### Extrait

Enfin, l'engagement dans les réseaux, l'inscription dans une formation continue ou la prise de mandat politique et syndical constituent des processus plus discrets chez les agricultrices. Ces engagements induisent des coûts : des coûts temporels, personnels et en termes de santé. Pour beaucoup d'entre elles, ils déséquilibrent l'organisation quotidienne dans les sphères familiale, professionnelle et publique.
Mes travaux de recherche s'attachent à rendre compte des enjeux et des défis que les agricultrices ont à relever aux différentes étapes de leur parcours.
Les interventions qui vont suivre vont enrichir cet état des lieux synthétique à travers ces témoignages de leur propre expérience.
Je vous remercie pour votre attention. (Applaudissements.)
Didier Mandelli. - Je pense que cette introduction définit très bien les bases de notre interrogation sur les défis que représente le métier d'agricultrice.
[Est alors projeté un extrait du portrait
vidéo de Christine Mougin
(exploitation laitière et
céréalière dans les Vosges), lauréate 2015
du
prix régional
Femmes en agriculture
de Lorraine
(catégorie élevage) :
« J'aime me lancer
des défis »
6
(
*
)
]
Didier Mandelli. - « J'aime me lancer des défis ». Voici un magnifique témoignage de Christine Mougin, exploitante dans les Vosges, qui a été lauréate en 2015 du prix régional Femmes en agriculture de Lorraine pour la catégorie élevage.
Nous allons réagir à ce témoignage et, plus largement, voir de quelle façon, vous qui êtes à mes côtés, vous vivez votre métier d'agricultrice.
Je me tourne vers Catherine Laillé. Vous êtes productrice en élevage porcin. Vous êtes élue à la chambre d'agriculture du département de la Loire-Atlantique et de la région Pays de la Loire. Vous exercez également des responsabilités à la Coordination rurale, à la fois au niveau départemental mais aussi national.
Vous avez obtenu un diplôme qui vous préparait à une toute autre carrière. Pouvez-vous nous expliquer quel a été votre parcours, puisque vous êtes passée du statut de conjointe collaboratrice à celui de cheffe d'exploitation ? Quels sont les choix qui vous ont guidée pour changer de statut ? Comment avez-vous vécu ce parcours professionnel ?

######
### Entrées extraites

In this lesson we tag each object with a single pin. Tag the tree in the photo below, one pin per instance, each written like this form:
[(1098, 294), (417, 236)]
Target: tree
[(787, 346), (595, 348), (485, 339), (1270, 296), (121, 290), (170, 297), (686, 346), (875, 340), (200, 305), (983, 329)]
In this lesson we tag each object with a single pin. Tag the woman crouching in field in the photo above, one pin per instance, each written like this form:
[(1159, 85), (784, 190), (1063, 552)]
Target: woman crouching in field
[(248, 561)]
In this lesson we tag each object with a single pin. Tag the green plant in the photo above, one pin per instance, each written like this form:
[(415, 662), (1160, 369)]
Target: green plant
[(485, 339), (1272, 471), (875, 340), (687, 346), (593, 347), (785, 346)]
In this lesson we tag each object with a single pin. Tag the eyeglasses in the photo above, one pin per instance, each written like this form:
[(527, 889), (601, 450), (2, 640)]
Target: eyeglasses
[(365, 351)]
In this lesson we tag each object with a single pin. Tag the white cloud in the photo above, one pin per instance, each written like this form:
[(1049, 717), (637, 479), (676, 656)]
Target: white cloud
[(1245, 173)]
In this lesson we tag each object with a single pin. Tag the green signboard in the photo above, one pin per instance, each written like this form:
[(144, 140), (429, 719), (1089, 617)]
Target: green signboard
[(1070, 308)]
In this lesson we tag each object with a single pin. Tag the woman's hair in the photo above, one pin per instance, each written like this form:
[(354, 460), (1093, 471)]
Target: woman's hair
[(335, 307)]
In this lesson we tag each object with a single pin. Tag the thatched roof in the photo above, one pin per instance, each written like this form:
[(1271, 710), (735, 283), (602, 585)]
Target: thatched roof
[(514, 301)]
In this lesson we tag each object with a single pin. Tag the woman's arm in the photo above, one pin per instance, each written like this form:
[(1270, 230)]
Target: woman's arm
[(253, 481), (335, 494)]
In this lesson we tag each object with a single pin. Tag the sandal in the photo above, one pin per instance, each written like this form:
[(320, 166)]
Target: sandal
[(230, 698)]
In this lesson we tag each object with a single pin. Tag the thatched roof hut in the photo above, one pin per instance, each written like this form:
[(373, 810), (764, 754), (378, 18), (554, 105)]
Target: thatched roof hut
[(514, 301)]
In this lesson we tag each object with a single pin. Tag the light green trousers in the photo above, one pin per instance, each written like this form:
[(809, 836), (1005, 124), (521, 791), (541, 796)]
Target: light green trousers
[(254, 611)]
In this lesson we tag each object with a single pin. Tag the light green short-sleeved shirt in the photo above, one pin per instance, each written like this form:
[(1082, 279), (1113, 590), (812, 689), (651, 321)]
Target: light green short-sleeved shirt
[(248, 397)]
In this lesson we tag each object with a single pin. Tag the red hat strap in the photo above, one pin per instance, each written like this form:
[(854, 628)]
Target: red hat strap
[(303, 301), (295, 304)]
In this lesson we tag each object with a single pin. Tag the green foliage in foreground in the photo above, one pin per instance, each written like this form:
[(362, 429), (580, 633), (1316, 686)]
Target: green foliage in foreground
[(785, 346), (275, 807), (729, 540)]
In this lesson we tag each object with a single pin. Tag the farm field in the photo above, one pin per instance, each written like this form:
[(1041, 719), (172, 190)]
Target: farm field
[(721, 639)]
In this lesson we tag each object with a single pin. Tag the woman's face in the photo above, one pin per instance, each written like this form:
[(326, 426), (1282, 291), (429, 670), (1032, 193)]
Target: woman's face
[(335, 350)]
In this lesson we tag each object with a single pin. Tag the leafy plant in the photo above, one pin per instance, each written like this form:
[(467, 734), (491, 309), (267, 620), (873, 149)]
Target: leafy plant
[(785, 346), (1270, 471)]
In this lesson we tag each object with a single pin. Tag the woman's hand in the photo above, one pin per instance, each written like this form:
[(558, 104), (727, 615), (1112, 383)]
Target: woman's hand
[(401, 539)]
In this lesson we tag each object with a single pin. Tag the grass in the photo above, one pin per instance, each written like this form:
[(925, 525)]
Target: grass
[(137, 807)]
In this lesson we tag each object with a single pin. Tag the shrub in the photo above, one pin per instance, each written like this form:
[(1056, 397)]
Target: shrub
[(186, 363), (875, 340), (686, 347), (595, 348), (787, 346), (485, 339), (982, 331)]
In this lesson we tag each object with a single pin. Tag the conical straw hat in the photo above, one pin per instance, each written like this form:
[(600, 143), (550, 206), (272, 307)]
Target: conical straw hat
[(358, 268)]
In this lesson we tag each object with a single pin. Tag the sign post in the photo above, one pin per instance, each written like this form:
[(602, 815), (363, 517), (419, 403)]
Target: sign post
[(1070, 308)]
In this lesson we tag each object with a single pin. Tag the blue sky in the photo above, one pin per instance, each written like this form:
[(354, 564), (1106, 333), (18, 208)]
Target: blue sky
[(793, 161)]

######

**Liste des tâches**
(1) D'après l'extrait :
(a) Dans quel département Christine Mougin est-elle exploitante ?
(b) Dans quelle catégorie a-t-elle été lauréate du prix régional Femmes en agriculture de Lorraine ?
(c) Quel type d'élevage Catherine Laillé pratique-t-elle ?
(2) Pouvez-vous recopier, parmi les entrées, la partie qui commence à la ligne contenant « the green signboard » et se termine à la ligne contenant « [(253, 481), (335, 494)] », en remplaçant « lesson » par « exercise » sans rien changer d'autre ? Ne donnez que cette partie.

**Corrigé des exercices**
(1)
(a) Dans les Vosges.
(b) Dans la catégorie élevage.
(c) L'élevage porcin.

(2)
In this exercise we tag each object with a single pin. Tag the green signboard in the photo above, one pin per instance, each written like this form:
[(144, 140), (429, 719), (1089, 617)]
Target: green signboard
[(1070, 308)]
In this exercise we tag each object with a single pin. Tag the woman's hair in the photo above, one pin per instance, each written like this form:
[(354, 460), (1093, 471)]
Target: woman's hair
[(335, 307)]
In this exercise we tag each object with a single pin. Tag the thatched roof in the photo above, one pin per instance, each written like this form:
[(1271, 710), (735, 283), (602, 585)]
Target: thatched roof
[(514, 301)]
In this exercise we tag each object with a single pin. Tag the woman's arm in the photo above, one pin per instance, each written like this form:
[(1270, 230)]
Target: woman's arm
[(253, 481), (335, 494)]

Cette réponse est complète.